Records contained in a dataset
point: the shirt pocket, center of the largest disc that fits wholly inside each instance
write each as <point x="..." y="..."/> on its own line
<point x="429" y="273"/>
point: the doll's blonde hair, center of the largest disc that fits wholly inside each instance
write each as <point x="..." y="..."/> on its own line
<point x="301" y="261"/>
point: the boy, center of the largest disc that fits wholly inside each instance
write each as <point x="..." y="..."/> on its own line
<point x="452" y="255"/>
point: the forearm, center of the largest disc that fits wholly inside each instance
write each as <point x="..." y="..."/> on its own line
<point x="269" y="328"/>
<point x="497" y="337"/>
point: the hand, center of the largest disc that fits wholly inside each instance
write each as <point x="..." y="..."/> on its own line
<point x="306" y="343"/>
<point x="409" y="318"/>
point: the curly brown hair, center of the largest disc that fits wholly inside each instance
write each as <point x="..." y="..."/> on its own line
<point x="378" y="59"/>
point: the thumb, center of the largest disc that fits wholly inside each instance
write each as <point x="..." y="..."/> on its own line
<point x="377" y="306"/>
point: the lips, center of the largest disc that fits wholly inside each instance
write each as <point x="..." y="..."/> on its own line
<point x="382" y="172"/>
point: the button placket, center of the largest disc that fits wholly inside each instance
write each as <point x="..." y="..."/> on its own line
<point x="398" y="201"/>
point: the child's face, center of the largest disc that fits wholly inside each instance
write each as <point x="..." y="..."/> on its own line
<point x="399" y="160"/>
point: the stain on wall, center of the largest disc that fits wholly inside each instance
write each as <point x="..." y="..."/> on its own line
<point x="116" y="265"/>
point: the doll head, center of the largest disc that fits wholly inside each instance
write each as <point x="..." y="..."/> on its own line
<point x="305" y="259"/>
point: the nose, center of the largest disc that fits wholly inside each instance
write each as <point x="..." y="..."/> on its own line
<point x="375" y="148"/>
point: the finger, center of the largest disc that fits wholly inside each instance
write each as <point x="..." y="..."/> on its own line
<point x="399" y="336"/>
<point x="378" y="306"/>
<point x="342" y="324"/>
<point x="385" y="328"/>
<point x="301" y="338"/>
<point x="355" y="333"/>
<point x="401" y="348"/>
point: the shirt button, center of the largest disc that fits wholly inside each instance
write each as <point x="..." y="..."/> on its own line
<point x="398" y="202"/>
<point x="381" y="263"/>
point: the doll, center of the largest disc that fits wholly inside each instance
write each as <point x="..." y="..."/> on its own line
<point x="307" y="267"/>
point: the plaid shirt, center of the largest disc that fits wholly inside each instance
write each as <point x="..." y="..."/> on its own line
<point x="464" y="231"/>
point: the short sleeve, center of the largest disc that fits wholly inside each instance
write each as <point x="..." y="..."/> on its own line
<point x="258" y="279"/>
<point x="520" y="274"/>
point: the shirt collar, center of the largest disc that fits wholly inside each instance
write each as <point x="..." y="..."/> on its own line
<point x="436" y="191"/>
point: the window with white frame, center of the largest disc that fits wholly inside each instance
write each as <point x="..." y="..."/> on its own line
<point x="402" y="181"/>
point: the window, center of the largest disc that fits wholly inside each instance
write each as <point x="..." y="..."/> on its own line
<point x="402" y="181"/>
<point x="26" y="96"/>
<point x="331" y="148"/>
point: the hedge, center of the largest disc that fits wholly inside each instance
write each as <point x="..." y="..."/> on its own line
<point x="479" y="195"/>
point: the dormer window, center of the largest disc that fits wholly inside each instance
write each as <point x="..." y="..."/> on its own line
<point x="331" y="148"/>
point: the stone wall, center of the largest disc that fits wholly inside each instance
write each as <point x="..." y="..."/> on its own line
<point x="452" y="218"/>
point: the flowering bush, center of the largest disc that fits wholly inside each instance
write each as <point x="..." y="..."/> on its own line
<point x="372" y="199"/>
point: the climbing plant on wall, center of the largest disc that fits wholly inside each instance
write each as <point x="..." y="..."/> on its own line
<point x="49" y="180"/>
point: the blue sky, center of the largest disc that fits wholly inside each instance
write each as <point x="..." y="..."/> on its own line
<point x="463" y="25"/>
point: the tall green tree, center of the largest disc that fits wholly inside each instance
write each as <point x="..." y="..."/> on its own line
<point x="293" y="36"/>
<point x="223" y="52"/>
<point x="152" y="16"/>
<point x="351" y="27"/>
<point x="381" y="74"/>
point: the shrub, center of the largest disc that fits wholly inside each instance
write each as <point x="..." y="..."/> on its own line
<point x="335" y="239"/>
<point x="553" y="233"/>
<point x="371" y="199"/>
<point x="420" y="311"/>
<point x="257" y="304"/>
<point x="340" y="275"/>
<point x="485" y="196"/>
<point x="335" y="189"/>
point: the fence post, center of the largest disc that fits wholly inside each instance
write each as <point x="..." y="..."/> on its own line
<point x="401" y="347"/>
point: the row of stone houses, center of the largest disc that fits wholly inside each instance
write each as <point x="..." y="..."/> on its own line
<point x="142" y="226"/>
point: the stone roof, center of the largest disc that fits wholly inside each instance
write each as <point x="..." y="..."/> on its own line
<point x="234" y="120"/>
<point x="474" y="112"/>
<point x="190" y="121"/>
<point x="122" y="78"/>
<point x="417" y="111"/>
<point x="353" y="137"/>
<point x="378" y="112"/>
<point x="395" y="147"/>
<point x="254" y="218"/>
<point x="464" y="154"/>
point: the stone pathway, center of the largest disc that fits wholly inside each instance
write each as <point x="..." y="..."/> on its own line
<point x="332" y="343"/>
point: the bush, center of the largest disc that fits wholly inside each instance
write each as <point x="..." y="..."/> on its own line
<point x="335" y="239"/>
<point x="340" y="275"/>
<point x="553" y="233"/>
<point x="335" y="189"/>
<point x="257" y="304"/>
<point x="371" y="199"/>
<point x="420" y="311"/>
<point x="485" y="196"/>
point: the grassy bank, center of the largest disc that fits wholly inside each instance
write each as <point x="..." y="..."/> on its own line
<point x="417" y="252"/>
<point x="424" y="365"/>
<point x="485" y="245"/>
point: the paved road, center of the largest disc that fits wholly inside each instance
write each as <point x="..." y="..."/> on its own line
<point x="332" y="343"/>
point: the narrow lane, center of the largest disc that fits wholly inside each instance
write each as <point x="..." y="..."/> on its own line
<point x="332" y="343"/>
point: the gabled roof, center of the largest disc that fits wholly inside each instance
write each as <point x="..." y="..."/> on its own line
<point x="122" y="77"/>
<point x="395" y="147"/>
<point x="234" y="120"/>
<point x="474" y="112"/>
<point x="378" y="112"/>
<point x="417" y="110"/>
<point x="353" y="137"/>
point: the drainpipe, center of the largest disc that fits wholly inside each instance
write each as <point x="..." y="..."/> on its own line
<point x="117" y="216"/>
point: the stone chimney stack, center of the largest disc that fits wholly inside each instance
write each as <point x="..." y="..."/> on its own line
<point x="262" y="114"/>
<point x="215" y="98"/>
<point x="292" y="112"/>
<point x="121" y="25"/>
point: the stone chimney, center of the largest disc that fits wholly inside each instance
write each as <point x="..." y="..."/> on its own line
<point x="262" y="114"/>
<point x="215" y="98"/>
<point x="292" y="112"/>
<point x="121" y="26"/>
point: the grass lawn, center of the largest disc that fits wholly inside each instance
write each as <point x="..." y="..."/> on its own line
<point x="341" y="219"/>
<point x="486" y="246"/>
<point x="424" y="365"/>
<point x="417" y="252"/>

◆ What is asked ◆
Extract all of the data shown above without alteration.

◆ Reply ◆
point: the shirt pocket, center of the largest disc that fits wholly inside each instance
write each as <point x="..." y="..."/> on its own line
<point x="429" y="273"/>
point: the doll's blonde hair, center of the largest disc that fits wholly inside each instance
write each as <point x="..." y="..."/> on its own line
<point x="301" y="261"/>
point: the boy, center of the largest disc that fits wholly inside each instance
write each as <point x="..." y="..."/> on its own line
<point x="452" y="255"/>
point: the forearm, center of the largest disc that fits wholly inside each instance
write each as <point x="..." y="..."/> on its own line
<point x="269" y="328"/>
<point x="497" y="337"/>
point: the hand, center of the largest disc that fits wholly inside each instance
write each as <point x="..." y="..."/> on its own line
<point x="306" y="343"/>
<point x="409" y="318"/>
point: the curly brown hair, center of the largest disc that fits wholly inside each instance
write each as <point x="..." y="..."/> on its own line
<point x="378" y="59"/>
point: the thumb, center of the largest disc that fits wholly inside each instance
write each as <point x="..." y="..."/> on its own line
<point x="377" y="306"/>
point: the lips, center of the largest disc that fits wholly inside each instance
write each as <point x="..." y="..."/> on its own line
<point x="382" y="172"/>
point: the button placket, center of the largest disc that fits wholly inside each instance
write each as <point x="..." y="..."/> on its own line
<point x="398" y="201"/>
point: the child's face, center of the largest disc that fits wholly inside each instance
write each as <point x="..." y="..."/> on its own line
<point x="399" y="160"/>
point: the stain on wall, center of the largest disc that fits wholly inside each instance
write each as <point x="..." y="..."/> on its own line
<point x="116" y="265"/>
point: the doll head, center of the largest disc that fits wholly inside each instance
write each as <point x="..." y="..."/> on its own line
<point x="305" y="259"/>
point: the nose, center of the largest disc that fits wholly inside each instance
write each as <point x="..." y="..."/> on its own line
<point x="375" y="148"/>
point: the finger, center of the largest disc that fits wholly inside each instance
write each as <point x="..." y="..."/> on its own line
<point x="399" y="336"/>
<point x="378" y="306"/>
<point x="342" y="324"/>
<point x="385" y="328"/>
<point x="301" y="338"/>
<point x="355" y="333"/>
<point x="401" y="348"/>
point: the shirt button, center of the largest disc that fits wholly inside each instance
write each as <point x="..." y="..."/> on its own line
<point x="398" y="202"/>
<point x="381" y="263"/>
point: the doll, center of the largest disc that fits wholly inside each instance
write each as <point x="..." y="..."/> on its own line
<point x="307" y="267"/>
point: the plaid shirt, center of the largest disc that fits wholly inside each instance
write each as <point x="..." y="..."/> on its own line
<point x="464" y="231"/>
point: the short sleeve, center of the largest disc that fits wholly inside each instance
write each as <point x="..." y="..."/> on its own line
<point x="258" y="279"/>
<point x="520" y="274"/>
point: the shirt collar, center of the largest disc that fits wholly inside each instance
write each as <point x="..." y="..."/> on its own line
<point x="436" y="191"/>
point: the window with white frame, center of the largest disc that fits wholly inside each instance
write each as <point x="..." y="..."/> on its own line
<point x="402" y="181"/>
point: the window, center of the largest disc that fits wholly inside each instance
write each as <point x="..." y="..."/> on its own line
<point x="402" y="181"/>
<point x="26" y="96"/>
<point x="331" y="148"/>
point: the hedge, center of the largest disc that fits wholly inside each instance
write each as <point x="..." y="..."/> on its own line
<point x="479" y="195"/>
point: the dormer window, center of the largest disc that fits wholly inside each instance
write each as <point x="..." y="..."/> on its own line
<point x="331" y="148"/>
point: the stone wall, center of the largest disc that fits wholly inside each instance
write each as <point x="..." y="..."/> on its own line
<point x="452" y="218"/>
point: the flowering bush, center of the largest disc that fits wholly inside each instance
write each as <point x="..." y="..."/> on its own line
<point x="372" y="199"/>
point: the climbing plant on wall, center of the largest disc that fits wholly inside each instance
write each as <point x="..." y="..."/> on its own line
<point x="49" y="180"/>
point: the blue sky, center of the largest disc that fits wholly inside each instance
write each as <point x="..." y="..."/> on its own line
<point x="463" y="25"/>
point: the tall green tree, center of the largest disc that fits wholly inside each instance
write each as <point x="..." y="..."/> on its own line
<point x="293" y="36"/>
<point x="223" y="52"/>
<point x="152" y="16"/>
<point x="351" y="27"/>
<point x="381" y="74"/>
point: the shrub, center of the largest disc that fits wholly inside each instance
write each as <point x="..." y="..."/> on its own line
<point x="335" y="239"/>
<point x="553" y="233"/>
<point x="371" y="199"/>
<point x="420" y="311"/>
<point x="257" y="304"/>
<point x="340" y="275"/>
<point x="485" y="196"/>
<point x="335" y="189"/>
point: the fence post, center of the largest disc that fits wholly inside each instance
write each as <point x="..." y="..."/> on its own line
<point x="401" y="347"/>
point: the row of stone houses, center of the largest disc that fits wholly inside each instance
write each as <point x="..." y="..."/> on its own line
<point x="142" y="226"/>
point: the stone roof, center of the largest disc that fits wholly inside each instance
write each as <point x="..." y="..."/> on its own line
<point x="234" y="120"/>
<point x="474" y="112"/>
<point x="190" y="121"/>
<point x="122" y="78"/>
<point x="417" y="111"/>
<point x="353" y="137"/>
<point x="378" y="112"/>
<point x="395" y="147"/>
<point x="254" y="218"/>
<point x="464" y="154"/>
point: the stone pathway, center of the largest disc that fits wholly inside each instance
write each as <point x="..." y="..."/> on its own line
<point x="332" y="343"/>
point: the bush, center of the largest disc that fits wholly inside each instance
write each as <point x="..." y="..."/> on its own line
<point x="335" y="239"/>
<point x="340" y="275"/>
<point x="553" y="233"/>
<point x="335" y="189"/>
<point x="257" y="304"/>
<point x="371" y="199"/>
<point x="420" y="311"/>
<point x="485" y="196"/>
point: the grassy bank, center of the largest disc that fits wholly inside each instance
write each as <point x="..." y="..."/> on its own line
<point x="417" y="252"/>
<point x="424" y="365"/>
<point x="485" y="245"/>
point: the paved road, center of the largest disc that fits wholly inside each instance
write each as <point x="..." y="..."/> on its own line
<point x="332" y="343"/>
point: the narrow lane, center of the largest disc that fits wholly inside each instance
write each as <point x="..." y="..."/> on its own line
<point x="332" y="343"/>
point: the gabled roof, center of the largest disc that fits wholly inside each instance
write each as <point x="..." y="..."/> on its own line
<point x="122" y="77"/>
<point x="395" y="147"/>
<point x="234" y="120"/>
<point x="474" y="112"/>
<point x="378" y="112"/>
<point x="417" y="110"/>
<point x="353" y="137"/>
point: the drainpipe, center of the largest disc that fits wholly inside each instance
write each as <point x="..." y="..."/> on its own line
<point x="117" y="216"/>
point: the stone chimney stack, center of the largest disc that fits wholly inside each instance
write each as <point x="..." y="..."/> on its own line
<point x="262" y="114"/>
<point x="215" y="98"/>
<point x="292" y="112"/>
<point x="121" y="25"/>
point: the stone chimney, center of the largest disc that fits wholly inside each instance
write each as <point x="..." y="..."/> on its own line
<point x="262" y="114"/>
<point x="215" y="98"/>
<point x="292" y="112"/>
<point x="121" y="26"/>
point: the grass lawn, center of the largest disc that fits wholly inside each instance
write each as <point x="..." y="..."/> on its own line
<point x="341" y="219"/>
<point x="486" y="246"/>
<point x="424" y="365"/>
<point x="417" y="252"/>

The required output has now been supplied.